* [WHAT TO WORK ON] The answer is to be an exact copy of the lines below running from the line with "positive clicks: (278, 80)" down to the line with "box: [85, 89, 88, 123]", both ends included, and nothing more.

* [Stored records]
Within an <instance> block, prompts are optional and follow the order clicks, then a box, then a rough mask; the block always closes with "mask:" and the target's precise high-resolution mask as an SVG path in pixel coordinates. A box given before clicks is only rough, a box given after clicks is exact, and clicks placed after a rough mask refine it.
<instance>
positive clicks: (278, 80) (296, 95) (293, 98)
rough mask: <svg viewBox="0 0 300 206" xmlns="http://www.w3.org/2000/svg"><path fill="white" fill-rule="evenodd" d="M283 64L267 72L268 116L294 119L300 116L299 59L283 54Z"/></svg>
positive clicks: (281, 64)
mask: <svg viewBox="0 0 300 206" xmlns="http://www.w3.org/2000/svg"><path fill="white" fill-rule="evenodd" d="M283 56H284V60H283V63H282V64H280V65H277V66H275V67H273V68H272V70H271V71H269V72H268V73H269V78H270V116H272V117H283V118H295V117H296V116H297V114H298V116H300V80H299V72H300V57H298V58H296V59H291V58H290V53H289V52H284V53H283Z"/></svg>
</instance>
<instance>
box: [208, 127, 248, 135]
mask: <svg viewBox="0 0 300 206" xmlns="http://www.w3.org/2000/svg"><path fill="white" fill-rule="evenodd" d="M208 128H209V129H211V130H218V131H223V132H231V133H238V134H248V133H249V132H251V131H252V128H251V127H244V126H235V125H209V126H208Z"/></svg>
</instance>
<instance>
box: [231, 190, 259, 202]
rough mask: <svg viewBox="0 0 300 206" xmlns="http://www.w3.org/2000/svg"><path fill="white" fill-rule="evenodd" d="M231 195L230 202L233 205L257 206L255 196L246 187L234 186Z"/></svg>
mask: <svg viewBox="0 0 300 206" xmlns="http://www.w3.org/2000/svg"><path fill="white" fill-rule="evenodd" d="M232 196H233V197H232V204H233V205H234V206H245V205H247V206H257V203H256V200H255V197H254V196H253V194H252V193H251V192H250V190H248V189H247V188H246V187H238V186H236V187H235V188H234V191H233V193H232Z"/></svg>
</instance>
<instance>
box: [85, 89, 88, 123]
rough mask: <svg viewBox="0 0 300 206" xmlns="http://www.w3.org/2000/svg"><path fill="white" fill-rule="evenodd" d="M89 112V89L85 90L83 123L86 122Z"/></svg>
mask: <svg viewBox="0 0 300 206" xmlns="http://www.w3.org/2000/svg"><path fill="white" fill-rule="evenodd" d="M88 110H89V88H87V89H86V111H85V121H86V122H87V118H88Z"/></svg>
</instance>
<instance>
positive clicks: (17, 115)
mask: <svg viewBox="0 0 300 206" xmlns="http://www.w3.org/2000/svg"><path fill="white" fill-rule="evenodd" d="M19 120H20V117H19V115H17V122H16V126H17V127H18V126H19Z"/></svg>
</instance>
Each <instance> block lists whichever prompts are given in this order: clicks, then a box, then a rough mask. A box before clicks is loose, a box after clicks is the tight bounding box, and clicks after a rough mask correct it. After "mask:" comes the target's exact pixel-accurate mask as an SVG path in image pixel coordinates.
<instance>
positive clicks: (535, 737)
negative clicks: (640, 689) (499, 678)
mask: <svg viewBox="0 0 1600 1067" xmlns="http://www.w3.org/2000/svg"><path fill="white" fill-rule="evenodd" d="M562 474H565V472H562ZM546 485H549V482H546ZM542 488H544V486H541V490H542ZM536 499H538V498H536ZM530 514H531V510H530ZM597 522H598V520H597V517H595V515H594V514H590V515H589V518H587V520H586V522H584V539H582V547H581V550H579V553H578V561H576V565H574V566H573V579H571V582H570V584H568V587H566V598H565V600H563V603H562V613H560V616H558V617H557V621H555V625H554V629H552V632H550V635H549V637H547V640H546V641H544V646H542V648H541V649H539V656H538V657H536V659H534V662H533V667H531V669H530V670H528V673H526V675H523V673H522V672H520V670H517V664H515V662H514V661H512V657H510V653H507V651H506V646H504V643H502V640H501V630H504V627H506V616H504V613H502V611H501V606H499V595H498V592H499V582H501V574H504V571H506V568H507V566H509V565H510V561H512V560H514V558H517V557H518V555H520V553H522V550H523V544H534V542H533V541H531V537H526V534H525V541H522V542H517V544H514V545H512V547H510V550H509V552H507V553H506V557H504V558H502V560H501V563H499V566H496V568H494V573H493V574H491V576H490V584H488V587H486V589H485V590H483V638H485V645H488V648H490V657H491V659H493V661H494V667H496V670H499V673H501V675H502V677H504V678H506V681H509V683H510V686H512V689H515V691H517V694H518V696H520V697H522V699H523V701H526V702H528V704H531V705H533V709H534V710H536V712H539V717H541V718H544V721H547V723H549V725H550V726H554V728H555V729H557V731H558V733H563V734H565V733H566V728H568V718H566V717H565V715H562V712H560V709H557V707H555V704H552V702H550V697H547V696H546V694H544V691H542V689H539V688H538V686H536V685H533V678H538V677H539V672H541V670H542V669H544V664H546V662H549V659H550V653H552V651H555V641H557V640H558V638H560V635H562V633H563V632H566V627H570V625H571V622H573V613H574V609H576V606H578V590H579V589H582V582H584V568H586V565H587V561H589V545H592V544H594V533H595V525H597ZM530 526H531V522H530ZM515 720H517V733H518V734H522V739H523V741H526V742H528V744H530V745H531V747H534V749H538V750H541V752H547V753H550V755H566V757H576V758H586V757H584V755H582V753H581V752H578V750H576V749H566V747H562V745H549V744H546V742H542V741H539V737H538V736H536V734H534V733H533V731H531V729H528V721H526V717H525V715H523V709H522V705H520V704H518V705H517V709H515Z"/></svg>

* [EXPECTED OUTPUT]
positive clicks: (278, 80) (296, 95) (293, 98)
rough mask: <svg viewBox="0 0 300 206" xmlns="http://www.w3.org/2000/svg"><path fill="white" fill-rule="evenodd" d="M283 64L267 72L268 116L294 119L300 116L299 59L283 54Z"/></svg>
positive clicks: (281, 64)
mask: <svg viewBox="0 0 300 206" xmlns="http://www.w3.org/2000/svg"><path fill="white" fill-rule="evenodd" d="M283 56H284V60H283V63H282V64H280V65H277V66H275V67H273V68H272V70H271V71H269V72H268V73H269V78H270V116H272V117H283V118H295V117H296V116H297V114H298V116H300V80H299V72H300V57H298V58H296V59H291V58H290V53H289V52H284V53H283Z"/></svg>
</instance>
<instance>
box: [208, 127, 248, 135]
mask: <svg viewBox="0 0 300 206" xmlns="http://www.w3.org/2000/svg"><path fill="white" fill-rule="evenodd" d="M208 128H209V129H211V130H218V131H223V132H231V133H238V134H248V133H249V132H251V131H252V128H251V127H244V126H235V125H209V126H208Z"/></svg>
</instance>
<instance>
box: [231, 190, 259, 202]
rough mask: <svg viewBox="0 0 300 206" xmlns="http://www.w3.org/2000/svg"><path fill="white" fill-rule="evenodd" d="M231 195L230 202L233 205L257 206L255 196L246 187L234 186Z"/></svg>
mask: <svg viewBox="0 0 300 206" xmlns="http://www.w3.org/2000/svg"><path fill="white" fill-rule="evenodd" d="M232 196H233V197H232V204H233V205H234V206H245V205H247V206H257V203H256V200H255V197H254V196H253V194H252V193H251V192H250V190H248V189H247V188H246V187H238V186H236V187H235V188H234V191H233V193H232Z"/></svg>
</instance>
<instance>
box: [85, 89, 88, 123]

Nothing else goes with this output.